* _PROVIDED RECORDS_

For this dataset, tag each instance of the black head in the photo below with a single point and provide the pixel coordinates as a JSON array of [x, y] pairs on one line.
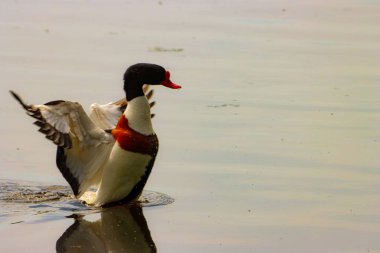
[[145, 73]]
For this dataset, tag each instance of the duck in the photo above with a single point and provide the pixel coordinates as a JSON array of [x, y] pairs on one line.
[[113, 148]]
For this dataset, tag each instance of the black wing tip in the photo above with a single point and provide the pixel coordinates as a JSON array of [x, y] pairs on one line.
[[19, 99]]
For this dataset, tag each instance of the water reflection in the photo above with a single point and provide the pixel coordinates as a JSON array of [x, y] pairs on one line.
[[119, 229]]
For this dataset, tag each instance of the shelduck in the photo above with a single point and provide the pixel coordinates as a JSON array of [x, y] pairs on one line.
[[114, 147]]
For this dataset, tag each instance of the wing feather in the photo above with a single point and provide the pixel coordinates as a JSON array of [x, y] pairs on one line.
[[83, 147]]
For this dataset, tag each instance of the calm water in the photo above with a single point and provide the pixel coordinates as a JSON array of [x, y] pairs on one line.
[[272, 145]]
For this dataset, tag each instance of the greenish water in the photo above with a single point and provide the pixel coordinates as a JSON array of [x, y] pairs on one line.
[[272, 145]]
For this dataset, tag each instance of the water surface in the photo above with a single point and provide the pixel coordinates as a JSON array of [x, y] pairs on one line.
[[271, 146]]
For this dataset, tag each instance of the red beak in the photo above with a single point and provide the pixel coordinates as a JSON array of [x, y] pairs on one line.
[[168, 83]]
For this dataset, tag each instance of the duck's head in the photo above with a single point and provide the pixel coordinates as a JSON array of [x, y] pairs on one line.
[[145, 73]]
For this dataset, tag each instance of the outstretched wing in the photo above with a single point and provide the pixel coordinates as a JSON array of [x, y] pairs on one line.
[[106, 116], [83, 147]]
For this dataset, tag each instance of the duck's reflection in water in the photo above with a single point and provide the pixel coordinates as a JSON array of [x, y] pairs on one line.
[[119, 229]]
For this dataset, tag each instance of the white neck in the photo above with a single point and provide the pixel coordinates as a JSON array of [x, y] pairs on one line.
[[138, 115]]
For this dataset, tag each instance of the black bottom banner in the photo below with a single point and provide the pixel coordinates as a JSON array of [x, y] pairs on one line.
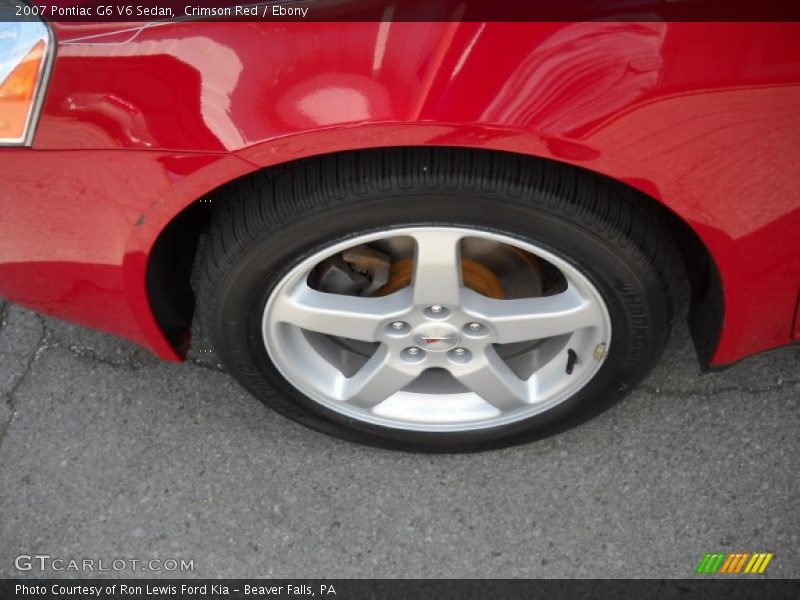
[[386, 589]]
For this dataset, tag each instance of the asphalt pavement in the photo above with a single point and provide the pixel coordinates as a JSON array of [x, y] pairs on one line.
[[107, 453]]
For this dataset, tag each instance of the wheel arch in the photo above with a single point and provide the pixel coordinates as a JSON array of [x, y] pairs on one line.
[[173, 253]]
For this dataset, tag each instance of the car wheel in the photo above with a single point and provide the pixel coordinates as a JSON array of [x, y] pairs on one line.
[[436, 300]]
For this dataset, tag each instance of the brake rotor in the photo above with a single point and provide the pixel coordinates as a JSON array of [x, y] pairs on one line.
[[475, 276]]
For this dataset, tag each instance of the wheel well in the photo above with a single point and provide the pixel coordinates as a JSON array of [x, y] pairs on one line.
[[171, 281]]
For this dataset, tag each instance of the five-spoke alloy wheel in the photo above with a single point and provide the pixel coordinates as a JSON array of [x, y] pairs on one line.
[[436, 299], [438, 324]]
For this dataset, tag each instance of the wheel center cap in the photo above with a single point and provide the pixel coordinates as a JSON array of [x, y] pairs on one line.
[[436, 337]]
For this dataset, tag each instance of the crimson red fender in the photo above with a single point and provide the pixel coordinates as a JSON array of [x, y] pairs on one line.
[[140, 123]]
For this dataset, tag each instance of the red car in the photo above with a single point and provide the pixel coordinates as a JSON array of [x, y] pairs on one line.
[[420, 235]]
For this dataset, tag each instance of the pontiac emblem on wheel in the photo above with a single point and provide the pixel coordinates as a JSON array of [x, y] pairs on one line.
[[436, 338]]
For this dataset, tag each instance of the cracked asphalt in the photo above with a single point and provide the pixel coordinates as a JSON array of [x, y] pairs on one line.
[[106, 452]]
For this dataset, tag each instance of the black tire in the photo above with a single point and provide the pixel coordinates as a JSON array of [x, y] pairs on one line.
[[268, 222]]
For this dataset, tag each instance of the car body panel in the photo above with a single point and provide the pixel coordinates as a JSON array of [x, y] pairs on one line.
[[702, 117]]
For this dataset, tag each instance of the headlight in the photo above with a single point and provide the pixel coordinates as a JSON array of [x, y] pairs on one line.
[[25, 48]]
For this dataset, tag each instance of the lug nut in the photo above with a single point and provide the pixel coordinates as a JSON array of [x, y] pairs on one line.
[[436, 311], [460, 355], [412, 354], [398, 328], [475, 329]]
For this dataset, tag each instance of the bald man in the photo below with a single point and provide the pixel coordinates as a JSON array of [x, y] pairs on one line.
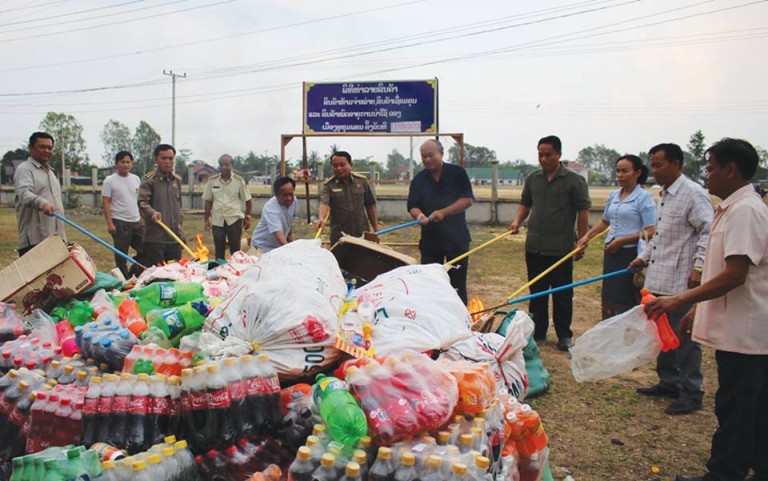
[[438, 197]]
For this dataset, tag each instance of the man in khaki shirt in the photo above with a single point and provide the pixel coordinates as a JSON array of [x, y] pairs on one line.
[[225, 196], [732, 314]]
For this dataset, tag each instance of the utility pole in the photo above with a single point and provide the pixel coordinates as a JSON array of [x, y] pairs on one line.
[[173, 76]]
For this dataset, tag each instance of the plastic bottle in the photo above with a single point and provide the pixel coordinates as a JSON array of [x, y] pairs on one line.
[[345, 419], [352, 472], [326, 471], [667, 335], [120, 406], [219, 407], [138, 409], [407, 469], [230, 372], [383, 468], [130, 317], [176, 322], [169, 293]]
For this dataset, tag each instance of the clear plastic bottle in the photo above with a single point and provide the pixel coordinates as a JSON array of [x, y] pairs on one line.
[[407, 469], [327, 470], [383, 468]]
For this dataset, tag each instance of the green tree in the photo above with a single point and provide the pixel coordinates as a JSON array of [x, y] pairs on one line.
[[601, 161], [8, 158], [68, 135], [474, 156], [144, 141], [115, 136], [693, 163]]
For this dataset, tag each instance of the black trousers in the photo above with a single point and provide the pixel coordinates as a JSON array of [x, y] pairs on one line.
[[431, 254], [741, 406], [127, 235], [156, 252], [227, 235], [562, 301]]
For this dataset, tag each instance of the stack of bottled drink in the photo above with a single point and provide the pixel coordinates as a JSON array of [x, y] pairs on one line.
[[28, 352], [225, 400], [58, 464], [169, 362]]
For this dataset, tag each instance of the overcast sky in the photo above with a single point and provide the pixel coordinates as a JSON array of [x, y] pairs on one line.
[[624, 73]]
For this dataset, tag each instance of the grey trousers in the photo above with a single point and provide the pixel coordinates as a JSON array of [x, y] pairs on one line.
[[681, 368]]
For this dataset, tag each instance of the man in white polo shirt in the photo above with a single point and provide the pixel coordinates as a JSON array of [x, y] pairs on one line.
[[732, 314], [119, 197]]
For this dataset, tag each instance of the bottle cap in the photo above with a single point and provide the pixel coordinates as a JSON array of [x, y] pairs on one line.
[[328, 460], [304, 452], [434, 461], [353, 469]]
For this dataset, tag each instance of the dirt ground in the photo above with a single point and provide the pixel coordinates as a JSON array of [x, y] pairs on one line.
[[598, 431]]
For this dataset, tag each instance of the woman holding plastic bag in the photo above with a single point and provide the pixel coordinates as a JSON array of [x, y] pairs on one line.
[[630, 214]]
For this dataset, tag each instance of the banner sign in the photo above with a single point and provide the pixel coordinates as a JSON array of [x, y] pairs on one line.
[[382, 108]]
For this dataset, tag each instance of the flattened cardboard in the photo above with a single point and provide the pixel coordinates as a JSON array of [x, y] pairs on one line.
[[48, 273]]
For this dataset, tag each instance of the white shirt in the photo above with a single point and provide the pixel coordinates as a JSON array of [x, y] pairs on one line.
[[737, 321], [684, 216], [124, 194], [274, 218]]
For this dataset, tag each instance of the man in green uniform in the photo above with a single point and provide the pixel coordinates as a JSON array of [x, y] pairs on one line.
[[349, 198], [160, 200]]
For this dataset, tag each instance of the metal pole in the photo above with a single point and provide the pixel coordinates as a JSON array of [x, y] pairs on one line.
[[173, 102]]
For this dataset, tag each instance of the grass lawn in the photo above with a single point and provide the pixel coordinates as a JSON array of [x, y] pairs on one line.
[[598, 431]]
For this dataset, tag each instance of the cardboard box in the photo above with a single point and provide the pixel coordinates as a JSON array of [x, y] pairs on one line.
[[365, 260], [47, 274]]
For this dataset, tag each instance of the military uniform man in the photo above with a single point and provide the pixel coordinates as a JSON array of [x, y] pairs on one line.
[[160, 200], [349, 198]]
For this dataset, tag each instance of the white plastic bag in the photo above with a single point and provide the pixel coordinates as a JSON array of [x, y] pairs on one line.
[[615, 346], [415, 308], [503, 354], [286, 306]]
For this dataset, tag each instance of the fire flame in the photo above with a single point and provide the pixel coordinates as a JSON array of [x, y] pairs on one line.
[[201, 252]]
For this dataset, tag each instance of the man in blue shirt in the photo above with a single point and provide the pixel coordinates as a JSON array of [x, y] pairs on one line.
[[438, 197]]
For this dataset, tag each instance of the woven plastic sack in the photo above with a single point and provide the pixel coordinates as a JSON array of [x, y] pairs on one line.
[[615, 346], [286, 306], [415, 308]]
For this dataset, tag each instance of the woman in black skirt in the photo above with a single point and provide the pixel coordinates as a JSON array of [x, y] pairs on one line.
[[631, 215]]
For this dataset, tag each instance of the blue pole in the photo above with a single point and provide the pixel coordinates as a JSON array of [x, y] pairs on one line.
[[92, 236], [569, 286], [396, 227]]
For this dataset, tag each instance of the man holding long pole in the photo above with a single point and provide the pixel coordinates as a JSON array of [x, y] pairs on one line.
[[556, 198], [160, 200]]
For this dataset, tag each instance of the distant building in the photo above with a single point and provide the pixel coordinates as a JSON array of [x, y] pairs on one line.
[[579, 168], [484, 176]]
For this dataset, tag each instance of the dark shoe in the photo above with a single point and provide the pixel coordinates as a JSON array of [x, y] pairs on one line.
[[659, 390], [683, 406]]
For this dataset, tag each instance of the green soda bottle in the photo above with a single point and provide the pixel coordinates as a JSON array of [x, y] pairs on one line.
[[167, 294], [179, 321], [345, 418]]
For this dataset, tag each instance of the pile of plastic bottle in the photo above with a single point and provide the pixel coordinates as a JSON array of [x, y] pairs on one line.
[[102, 389]]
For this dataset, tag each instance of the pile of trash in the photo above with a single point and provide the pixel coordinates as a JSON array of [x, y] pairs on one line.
[[272, 367]]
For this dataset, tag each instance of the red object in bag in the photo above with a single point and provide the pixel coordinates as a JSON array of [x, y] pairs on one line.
[[669, 340]]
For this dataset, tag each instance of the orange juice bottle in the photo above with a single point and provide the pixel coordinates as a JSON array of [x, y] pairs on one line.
[[534, 428]]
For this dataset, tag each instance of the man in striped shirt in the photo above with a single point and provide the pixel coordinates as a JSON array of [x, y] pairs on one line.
[[675, 258]]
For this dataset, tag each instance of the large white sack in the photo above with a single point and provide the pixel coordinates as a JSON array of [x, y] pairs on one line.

* _YOUR ASSIGNMENT_
Would you transcribe, unchanged, every line of the material from the one containing "For this dataset, tag each instance of the pile of trash" to the very end, including both, and nothing else?

* _RESPONSE TO THE TASK_
For this dataset, tag each instance of the pile of trash in the photo above with a single point and provide the pixel coordinates as a JSON array of [x, y] pairs on one line.
[[272, 367]]
For this dataset, tag each instance of the red object in bag in the photo above with a single point and provide the pixel coordinates as a JSON array of [x, y] pairs on one line.
[[669, 340]]
For this dataset, tag each instance of the orange juice bottle in the photo above with a single point and provide the pixel coordinates as a JSON array of [x, y] pairs on one line.
[[534, 428]]
For this dataset, tag each instance of the man in striped shirt in the photo above with a single point and provide the pixel coordinates as a JSON array of [x, y] pairs on one line.
[[675, 258]]
For this dataset, tag each instance of the large white sack in the photo above with a single point and provide the pixel coordinates as a JSON array of [x, y] pairs on one line.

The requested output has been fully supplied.